**MATERIAL FOR THIS EXERCISE**
▼▼▼

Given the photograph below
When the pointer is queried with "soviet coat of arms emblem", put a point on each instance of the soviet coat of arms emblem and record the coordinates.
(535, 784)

▲▲▲
▼▼▼

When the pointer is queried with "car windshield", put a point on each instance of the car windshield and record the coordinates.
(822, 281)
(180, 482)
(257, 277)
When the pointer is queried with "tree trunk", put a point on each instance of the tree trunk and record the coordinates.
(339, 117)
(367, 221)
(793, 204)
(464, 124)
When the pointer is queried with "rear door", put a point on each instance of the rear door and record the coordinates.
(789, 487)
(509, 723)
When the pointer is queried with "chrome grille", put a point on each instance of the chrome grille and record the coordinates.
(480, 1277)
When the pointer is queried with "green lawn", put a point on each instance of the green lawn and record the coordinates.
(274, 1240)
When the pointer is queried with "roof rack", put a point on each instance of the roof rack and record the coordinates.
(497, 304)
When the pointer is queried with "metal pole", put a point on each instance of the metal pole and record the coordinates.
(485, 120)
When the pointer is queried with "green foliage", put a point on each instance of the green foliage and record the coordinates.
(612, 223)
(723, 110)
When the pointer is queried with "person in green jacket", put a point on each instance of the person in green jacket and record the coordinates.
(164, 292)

▲▲▲
▼▼▼

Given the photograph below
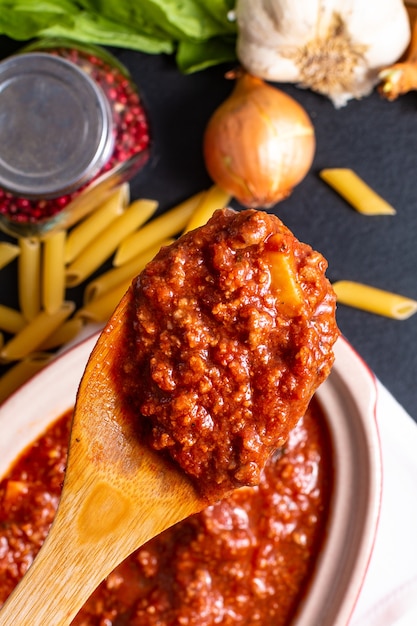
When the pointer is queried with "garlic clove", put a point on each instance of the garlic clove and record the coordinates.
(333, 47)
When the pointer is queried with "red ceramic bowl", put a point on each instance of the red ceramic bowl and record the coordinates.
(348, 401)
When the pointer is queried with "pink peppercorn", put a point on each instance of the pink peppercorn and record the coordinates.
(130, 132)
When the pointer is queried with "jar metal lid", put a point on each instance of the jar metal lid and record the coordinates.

▲▲▲

**THE TASK**
Gather every line of the material above that contains the word "green".

**EXPECTED OUTPUT**
When the pointer is queried with "green lawn", put a point on each instance of the green lawn and record the coordinates.
When the pointer is queried with "green foliage", put a point on each instance of the green foliage and record the coordinates.
When the pointer is queried with "person in green jacket", put a point on each instance of the person in green jacket and record the coordinates.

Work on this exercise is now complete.